··· Exercise data ···

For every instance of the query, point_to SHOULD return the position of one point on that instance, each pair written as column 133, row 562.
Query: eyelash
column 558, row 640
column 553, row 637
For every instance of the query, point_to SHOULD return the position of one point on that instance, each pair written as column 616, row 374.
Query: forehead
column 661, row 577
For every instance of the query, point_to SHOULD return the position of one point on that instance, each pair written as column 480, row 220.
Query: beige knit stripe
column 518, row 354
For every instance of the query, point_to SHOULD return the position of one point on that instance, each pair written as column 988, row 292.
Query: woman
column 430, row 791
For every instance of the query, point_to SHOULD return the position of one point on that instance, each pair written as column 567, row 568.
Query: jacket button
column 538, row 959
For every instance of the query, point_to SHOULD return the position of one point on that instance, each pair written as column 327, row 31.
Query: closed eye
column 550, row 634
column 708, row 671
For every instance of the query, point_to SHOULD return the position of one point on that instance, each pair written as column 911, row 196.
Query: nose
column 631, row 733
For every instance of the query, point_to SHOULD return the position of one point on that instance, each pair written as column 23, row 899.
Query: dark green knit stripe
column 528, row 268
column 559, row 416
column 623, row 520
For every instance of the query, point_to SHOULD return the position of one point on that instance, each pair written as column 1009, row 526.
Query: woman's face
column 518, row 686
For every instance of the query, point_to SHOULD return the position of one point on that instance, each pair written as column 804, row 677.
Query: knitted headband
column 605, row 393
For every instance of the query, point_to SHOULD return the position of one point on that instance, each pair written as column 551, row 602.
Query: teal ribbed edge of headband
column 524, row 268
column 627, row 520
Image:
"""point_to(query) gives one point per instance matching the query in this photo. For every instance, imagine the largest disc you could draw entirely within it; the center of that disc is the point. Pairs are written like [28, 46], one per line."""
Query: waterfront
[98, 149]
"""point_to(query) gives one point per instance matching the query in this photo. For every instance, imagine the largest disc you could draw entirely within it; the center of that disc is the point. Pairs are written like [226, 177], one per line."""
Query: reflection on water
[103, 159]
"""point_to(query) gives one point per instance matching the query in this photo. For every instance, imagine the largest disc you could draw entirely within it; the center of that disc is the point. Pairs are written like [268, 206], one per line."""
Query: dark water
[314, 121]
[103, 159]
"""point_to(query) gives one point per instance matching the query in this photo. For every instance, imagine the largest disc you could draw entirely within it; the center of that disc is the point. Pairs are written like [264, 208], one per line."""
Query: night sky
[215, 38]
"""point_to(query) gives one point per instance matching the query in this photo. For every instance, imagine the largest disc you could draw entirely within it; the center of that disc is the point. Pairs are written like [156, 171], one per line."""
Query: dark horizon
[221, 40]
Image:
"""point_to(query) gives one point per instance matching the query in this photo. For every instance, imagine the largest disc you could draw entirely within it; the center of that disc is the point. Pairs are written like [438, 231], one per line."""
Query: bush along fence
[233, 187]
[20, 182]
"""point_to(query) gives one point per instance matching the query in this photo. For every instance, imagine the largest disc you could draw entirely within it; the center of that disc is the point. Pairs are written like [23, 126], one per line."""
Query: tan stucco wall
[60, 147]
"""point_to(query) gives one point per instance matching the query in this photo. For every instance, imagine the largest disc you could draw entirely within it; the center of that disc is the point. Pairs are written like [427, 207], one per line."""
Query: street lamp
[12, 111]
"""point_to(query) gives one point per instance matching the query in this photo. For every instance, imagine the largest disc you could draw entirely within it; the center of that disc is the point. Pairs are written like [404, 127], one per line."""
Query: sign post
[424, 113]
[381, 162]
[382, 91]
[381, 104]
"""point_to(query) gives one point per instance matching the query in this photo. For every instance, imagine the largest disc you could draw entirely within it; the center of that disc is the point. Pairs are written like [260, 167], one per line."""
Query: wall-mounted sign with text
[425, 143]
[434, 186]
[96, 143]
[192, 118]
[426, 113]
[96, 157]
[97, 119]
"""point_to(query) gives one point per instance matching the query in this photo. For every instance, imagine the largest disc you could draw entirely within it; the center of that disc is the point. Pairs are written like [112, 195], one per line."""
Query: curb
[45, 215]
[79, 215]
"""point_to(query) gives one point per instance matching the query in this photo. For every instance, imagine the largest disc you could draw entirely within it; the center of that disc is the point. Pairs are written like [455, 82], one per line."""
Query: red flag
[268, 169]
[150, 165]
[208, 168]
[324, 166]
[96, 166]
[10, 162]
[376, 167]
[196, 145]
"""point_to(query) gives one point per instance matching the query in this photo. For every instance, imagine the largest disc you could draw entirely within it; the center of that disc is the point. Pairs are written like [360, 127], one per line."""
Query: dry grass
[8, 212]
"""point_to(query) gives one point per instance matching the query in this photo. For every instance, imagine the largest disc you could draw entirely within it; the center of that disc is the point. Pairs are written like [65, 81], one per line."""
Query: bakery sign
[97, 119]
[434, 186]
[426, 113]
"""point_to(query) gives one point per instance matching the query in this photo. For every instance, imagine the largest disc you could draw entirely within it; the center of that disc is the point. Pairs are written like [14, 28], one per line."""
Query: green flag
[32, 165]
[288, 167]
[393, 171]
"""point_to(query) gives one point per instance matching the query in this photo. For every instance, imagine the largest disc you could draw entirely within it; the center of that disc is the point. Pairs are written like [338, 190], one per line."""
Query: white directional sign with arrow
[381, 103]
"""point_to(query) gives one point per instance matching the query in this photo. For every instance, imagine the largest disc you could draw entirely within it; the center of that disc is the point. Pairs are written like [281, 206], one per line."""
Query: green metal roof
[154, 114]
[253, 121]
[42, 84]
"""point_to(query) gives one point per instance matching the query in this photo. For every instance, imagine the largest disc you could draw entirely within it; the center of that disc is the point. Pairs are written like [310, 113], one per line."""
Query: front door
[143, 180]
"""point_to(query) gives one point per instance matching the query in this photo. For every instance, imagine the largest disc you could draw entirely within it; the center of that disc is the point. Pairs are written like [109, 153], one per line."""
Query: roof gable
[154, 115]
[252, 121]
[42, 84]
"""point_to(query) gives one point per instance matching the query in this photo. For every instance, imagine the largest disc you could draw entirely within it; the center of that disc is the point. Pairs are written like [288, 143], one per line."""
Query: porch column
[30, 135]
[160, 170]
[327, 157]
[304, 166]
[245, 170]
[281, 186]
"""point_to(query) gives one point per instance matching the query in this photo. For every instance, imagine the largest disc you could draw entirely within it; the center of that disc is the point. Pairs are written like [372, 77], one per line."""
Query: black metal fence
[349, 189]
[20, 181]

···

» Work to complete
From the first line of the data above to the line holding "988, row 292.", reproduce each line exactly; emit no other lines.

» Output
For every instance of the query, point_to SHOULD return the position of one point on that instance, each pair written as column 133, row 562.
Query: eyelash
column 558, row 640
column 553, row 637
For every instance of the query, point_to SHOULD return the position of one point on that instance, each pair written as column 616, row 374.
Query: forehead
column 661, row 577
For every instance of the query, point_to SHOULD return the position of one point on that instance, each pair written as column 480, row 220.
Query: beige knit stripe
column 518, row 354
For every instance of the query, point_to SHOULD return the position of one point on that instance, each pair written as column 988, row 292.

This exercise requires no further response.